Source extract »
----
Running is a gift. It brings us joy and gives us opportunities to seek adventure. We explore unknown trails at moderate to hard intensities without giving much thought to how each run is affecting our body in a positive or negative way. In this article let’s look at how an easy run following a harder workout will bring you closer to your fastest self and how one discovers what their unique “easy” pace.
I tell all my athletes that we become faster on our easy days and not on our hard running days. It is the day(s) following a hard workout when we build new capillaries, grow muscles and create enzymes for energy metabolism. In order for these intricate processes to occur, we must allow our bodies to recover fully from an intense running workout by running easily the following day, or perhaps even two or three days depending on how long it takes you to properly recover.
Easy is subjective; it is important you get an objective feel for easy pace then you can go out and run that effort anywhere. Here is how to objectively define easy:
1. Run a flat 5k race and formulate your pace per mile and then add on 2:30 to 3 min to that pace. For example if you are a 20 min 5k runner, your average pace is 6:26 min per mile so your easy pace the next day would be about 9 min to 9:30 min per mile on flat ground. Then practice a few easy runs on flat ground at ~9 min mile to get a feel for that effort. When you start sensing your correct easy effort, you can run more challenging terrain, like hills, while maintaining that same easy effort level at a slower pace.
----
Task prompt »
Pick up the article on easy running after its last sentence and keep writing it.

[Extracted data entries]
----
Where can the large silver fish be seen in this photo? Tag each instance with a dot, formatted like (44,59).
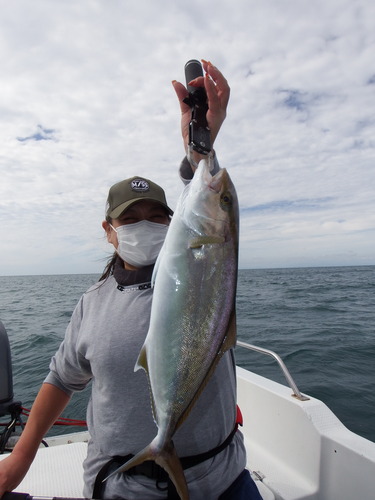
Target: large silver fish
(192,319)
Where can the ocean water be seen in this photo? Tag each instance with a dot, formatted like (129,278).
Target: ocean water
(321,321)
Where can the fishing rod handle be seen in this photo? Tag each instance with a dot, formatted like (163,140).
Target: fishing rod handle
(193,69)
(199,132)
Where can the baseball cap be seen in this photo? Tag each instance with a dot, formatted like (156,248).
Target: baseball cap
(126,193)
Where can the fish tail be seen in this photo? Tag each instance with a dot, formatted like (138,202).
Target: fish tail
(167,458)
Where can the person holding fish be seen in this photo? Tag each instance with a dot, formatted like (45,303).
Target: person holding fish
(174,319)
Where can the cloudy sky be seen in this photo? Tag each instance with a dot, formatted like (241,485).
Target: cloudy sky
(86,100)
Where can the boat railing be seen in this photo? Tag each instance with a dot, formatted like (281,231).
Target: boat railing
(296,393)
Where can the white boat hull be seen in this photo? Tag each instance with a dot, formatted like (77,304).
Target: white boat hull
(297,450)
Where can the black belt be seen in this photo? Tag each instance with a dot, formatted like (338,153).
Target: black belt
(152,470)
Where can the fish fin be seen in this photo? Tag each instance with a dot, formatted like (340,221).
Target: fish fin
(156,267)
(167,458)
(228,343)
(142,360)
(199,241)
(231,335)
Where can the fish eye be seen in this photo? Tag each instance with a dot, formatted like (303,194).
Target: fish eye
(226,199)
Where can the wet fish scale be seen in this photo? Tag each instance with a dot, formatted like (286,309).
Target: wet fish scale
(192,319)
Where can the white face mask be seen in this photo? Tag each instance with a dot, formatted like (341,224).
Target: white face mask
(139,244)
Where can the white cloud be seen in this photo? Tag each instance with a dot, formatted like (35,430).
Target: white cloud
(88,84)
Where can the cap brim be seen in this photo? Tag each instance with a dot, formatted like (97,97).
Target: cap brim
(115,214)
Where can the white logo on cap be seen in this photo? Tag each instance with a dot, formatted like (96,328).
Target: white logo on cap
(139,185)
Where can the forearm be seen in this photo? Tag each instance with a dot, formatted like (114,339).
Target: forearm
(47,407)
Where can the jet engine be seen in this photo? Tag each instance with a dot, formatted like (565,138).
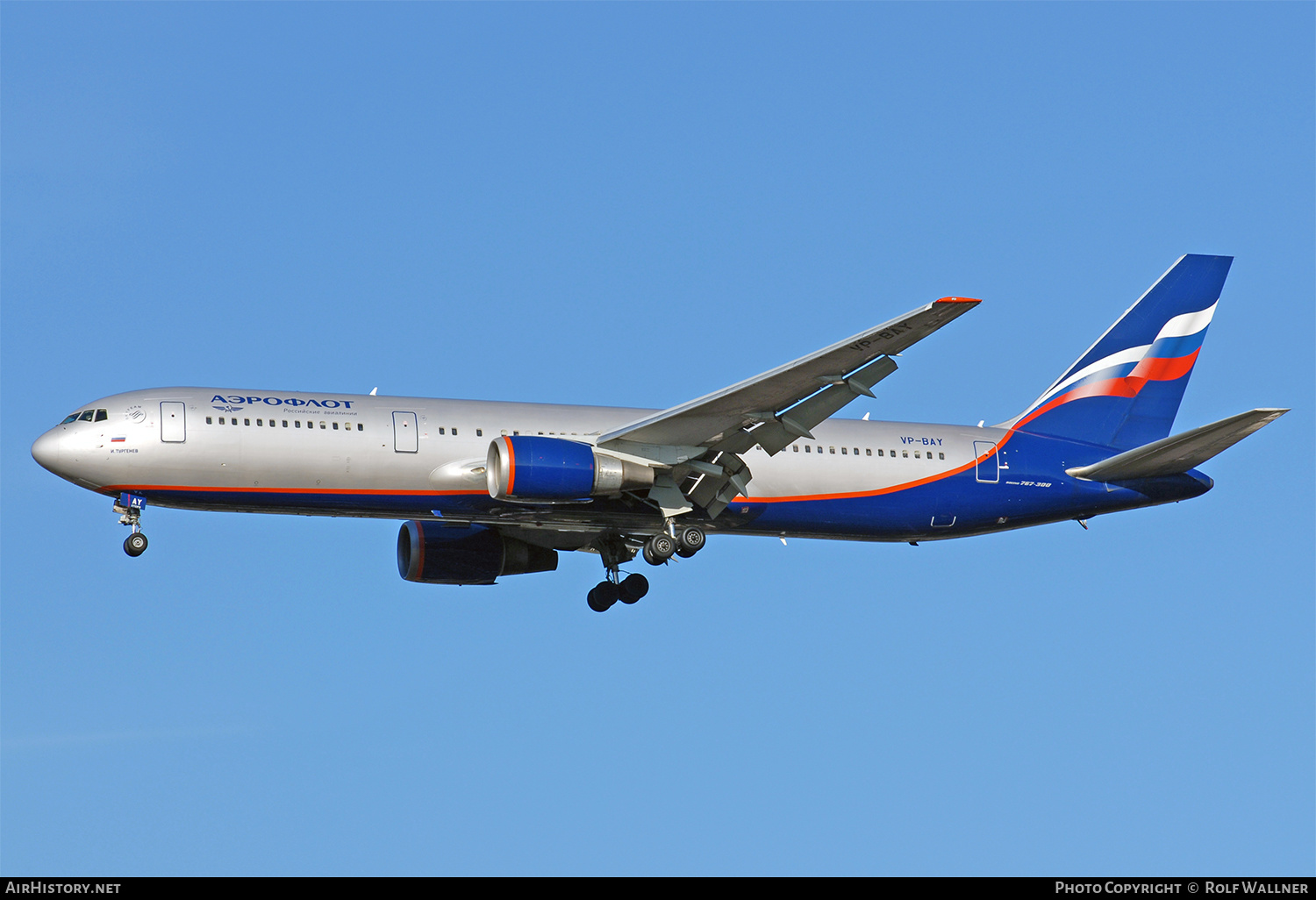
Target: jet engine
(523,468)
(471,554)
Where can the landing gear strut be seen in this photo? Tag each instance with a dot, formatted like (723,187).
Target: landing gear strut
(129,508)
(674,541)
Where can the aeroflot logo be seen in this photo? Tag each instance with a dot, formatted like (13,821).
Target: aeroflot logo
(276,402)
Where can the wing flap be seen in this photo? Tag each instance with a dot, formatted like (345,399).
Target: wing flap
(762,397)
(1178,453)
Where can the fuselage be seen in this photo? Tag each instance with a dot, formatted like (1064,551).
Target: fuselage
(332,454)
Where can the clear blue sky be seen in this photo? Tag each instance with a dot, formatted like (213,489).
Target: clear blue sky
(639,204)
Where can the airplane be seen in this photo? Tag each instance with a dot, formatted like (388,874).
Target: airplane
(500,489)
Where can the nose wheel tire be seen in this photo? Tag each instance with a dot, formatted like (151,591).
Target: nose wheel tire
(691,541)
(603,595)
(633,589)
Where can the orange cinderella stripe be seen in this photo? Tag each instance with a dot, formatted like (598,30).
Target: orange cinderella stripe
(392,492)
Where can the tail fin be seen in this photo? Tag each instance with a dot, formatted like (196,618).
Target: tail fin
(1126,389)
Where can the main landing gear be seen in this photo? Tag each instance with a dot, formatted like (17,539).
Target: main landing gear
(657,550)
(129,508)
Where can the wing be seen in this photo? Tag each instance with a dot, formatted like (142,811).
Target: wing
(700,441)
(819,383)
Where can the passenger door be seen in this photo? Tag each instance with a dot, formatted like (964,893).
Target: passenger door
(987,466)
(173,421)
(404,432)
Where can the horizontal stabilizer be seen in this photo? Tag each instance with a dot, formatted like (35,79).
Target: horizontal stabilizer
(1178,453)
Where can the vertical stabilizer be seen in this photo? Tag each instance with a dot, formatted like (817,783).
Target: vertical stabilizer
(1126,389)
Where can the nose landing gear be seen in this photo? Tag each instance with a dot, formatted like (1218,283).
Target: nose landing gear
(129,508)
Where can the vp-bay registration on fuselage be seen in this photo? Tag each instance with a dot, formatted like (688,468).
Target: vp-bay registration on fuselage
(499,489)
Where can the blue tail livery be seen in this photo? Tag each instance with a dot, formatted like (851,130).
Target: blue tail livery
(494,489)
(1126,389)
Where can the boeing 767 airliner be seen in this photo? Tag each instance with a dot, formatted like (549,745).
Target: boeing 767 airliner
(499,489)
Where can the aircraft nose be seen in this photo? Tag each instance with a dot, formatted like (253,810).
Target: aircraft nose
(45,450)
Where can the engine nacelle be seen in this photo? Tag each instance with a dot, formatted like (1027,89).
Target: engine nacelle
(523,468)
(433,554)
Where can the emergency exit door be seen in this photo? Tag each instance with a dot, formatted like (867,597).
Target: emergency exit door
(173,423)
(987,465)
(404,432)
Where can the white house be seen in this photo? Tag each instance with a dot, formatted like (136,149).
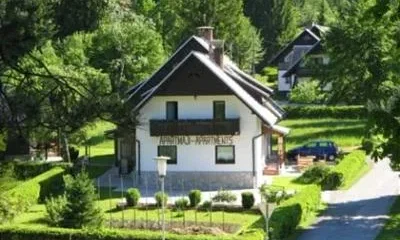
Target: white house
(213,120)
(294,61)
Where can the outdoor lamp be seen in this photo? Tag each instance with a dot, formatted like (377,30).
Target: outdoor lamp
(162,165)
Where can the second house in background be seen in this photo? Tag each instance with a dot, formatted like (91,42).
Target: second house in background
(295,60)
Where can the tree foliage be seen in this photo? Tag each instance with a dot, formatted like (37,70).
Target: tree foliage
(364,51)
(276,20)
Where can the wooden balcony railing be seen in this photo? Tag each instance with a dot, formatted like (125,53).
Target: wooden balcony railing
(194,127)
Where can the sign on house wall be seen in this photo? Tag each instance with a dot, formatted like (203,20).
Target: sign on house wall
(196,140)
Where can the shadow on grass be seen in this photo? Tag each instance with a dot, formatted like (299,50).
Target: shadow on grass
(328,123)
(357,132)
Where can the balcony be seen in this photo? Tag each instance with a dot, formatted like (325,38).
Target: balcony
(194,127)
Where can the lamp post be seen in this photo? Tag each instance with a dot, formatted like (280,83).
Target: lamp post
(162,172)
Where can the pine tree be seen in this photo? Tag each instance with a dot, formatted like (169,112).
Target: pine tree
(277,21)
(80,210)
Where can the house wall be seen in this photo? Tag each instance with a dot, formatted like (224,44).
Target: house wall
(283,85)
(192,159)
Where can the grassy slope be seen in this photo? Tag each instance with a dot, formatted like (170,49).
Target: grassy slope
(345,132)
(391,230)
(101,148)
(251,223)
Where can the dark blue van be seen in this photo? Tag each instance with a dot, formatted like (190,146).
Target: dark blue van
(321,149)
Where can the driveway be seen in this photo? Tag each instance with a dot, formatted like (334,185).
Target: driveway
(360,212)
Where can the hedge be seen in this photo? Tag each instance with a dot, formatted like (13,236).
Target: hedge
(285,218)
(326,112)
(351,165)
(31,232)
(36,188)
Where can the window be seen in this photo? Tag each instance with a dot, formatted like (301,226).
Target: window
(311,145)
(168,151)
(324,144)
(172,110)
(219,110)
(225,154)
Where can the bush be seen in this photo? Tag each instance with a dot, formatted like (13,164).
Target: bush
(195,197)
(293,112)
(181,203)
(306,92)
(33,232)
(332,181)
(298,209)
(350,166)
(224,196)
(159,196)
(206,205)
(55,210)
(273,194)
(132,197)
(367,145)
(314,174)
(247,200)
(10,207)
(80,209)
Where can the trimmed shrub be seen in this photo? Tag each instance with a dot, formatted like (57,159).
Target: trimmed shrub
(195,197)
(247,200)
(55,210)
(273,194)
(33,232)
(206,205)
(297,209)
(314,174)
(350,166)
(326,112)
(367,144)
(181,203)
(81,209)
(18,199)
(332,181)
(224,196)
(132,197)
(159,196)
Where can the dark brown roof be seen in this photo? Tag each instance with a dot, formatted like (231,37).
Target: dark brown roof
----
Task output »
2. Wear a Heart Rate Monitor (HRM) in a 5k race and find your HR max which is usually the highest HR produced near the end of the race. I normally have my athletes perform 2 HR Max tests to confirm HR Max. After you obtain HR Max you multiply that number by .70 to obtain easy HR. For example: if max HR noted was 170 beats per minute (bpm) then easy HR would be 119 bpm. I then tell my athletes to wear their HRM for a few weeks to get a feel for that pace/effort. After you become familiar with that effort then you have a subjective feel for easy pace, based on your objective measure, and you no longer need to wear a HR monitor.
If you truly run easy on your easy days, you will get faster and stronger. Trust the wisdom of your body and listen to your inner voice that will guide you to what easy pace is [or don’t trust it, and just use one of the methods listed above J]. If you do this, you will be transformed into a new faster self.